____ PASSAGE GIVEN
I'd call them unrealized, in saying they have "unrealized potential." Closely related is undeveloped, as in "undeveloped talents."

Perhaps with the most specificity there is unactualized, though it steps outside generic terms and into psychology.

There is also nascent and related terms if you wish to be optimistic.

unrealized - not made real or actual; not resulting in accomplishment, as a task or aim

unactualizied - To [have not] realize[d] one's full potential.

nascent - just coming into existence and beginning to display signs of future potential


The lack of self-awareness of future potential invokes for me the story of the ugly duckling.

There is a sense in which I'm not sure the idiom forms a great analogy in the human realm - the process of transformation into a swan was automatic rather than conscious, whereas untapped personal potential can usually only be achieved with effort and dedication. But for the legions of neurotically self-conscious teenagers who will - though they could not conceive of it - turn into fine adults and be a credit to their community, the "ugly duckling" concept is resonant. Often it refers to potential in the aesthetic sphere, but it is not limited to that.


The example sentence there is "The most successful company was last year's ugly duckling." This is an example of a non-aesthetic use, and achievement of previously hidden potential, which would serve for a person as well as a corporation.
________
EXERCISE TASK
Repeat part of the passage on words for untapped potential word for word, beginning at the words "I'd call them" and stopping after the words "one's full potential.".
____ DATASET EXCERPTS
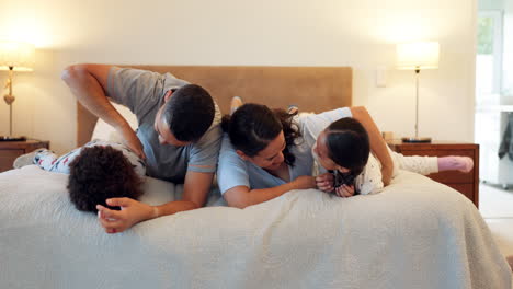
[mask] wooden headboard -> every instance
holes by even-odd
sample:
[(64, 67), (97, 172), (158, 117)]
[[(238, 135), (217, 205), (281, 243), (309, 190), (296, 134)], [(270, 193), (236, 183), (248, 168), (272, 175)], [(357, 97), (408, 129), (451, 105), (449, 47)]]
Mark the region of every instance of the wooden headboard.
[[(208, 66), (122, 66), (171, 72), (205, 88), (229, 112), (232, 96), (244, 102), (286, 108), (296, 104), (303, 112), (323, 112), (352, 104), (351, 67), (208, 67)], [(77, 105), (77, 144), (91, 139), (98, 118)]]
________
____ DATASET EXCERPTS
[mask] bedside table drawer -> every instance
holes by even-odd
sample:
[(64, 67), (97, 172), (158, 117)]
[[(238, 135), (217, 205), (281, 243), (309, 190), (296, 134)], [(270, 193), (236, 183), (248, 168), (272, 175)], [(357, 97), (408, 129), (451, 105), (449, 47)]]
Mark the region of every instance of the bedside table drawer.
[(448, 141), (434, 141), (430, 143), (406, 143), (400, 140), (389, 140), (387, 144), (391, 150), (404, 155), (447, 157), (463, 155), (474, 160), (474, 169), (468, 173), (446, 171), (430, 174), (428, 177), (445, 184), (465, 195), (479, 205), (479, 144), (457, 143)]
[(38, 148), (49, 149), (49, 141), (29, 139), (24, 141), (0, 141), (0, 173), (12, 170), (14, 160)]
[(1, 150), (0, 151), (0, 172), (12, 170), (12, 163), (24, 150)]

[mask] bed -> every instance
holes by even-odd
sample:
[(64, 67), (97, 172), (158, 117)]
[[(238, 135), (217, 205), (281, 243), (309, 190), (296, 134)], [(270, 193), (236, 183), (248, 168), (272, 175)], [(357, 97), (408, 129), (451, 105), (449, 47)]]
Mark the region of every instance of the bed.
________
SOLVED EXERCISE
I'd call them unrealized, in saying they have "unrealized potential." Closely related is undeveloped, as in "undeveloped talents."

Perhaps with the most specificity there is unactualized, though it steps outside generic terms and into psychology.

There is also nascent and related terms if you wish to be optimistic.

unrealized - not made real or actual; not resulting in accomplishment, as a task or aim

unactualizied - To [have not] realize[d] one's full potential.